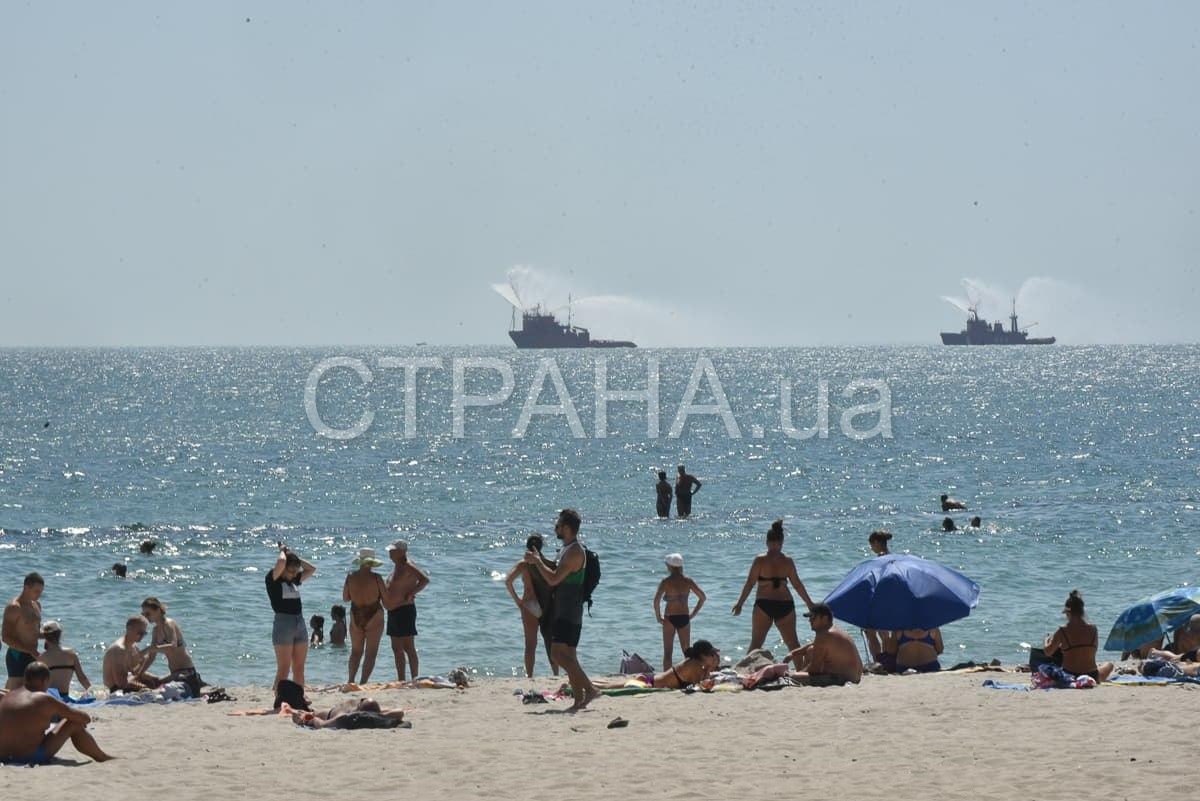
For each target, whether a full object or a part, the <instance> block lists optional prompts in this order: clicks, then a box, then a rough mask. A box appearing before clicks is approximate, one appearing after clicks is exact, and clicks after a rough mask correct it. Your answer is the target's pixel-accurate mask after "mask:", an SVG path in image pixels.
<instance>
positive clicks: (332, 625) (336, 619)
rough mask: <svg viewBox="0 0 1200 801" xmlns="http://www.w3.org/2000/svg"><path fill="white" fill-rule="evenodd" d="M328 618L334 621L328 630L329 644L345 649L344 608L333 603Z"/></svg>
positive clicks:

□ □ □ □ □

**Task to complete**
Turn the material above into a JSON list of strings with one string per line, skipping blank lines and leaving out the pictures.

**Exercise response**
[
  "For each target, whether a full object or a part, the <instance> block lists optional prompts in this order: clicks, then a box, then a rough mask. A box appearing before clicks is approximate, one appearing after clicks is exact, and clicks after a rough mask correct it. Your answer is the target's pixel-accurate mask after \"mask:\", an SVG path in image pixels.",
  "<instance>",
  "positive clicks: (332, 625) (336, 619)",
  "rough mask: <svg viewBox=\"0 0 1200 801\" xmlns=\"http://www.w3.org/2000/svg\"><path fill=\"white\" fill-rule=\"evenodd\" d=\"M328 618L334 621L328 630L329 644L345 649L344 608L333 603Z\"/></svg>",
  "positive clicks:"
]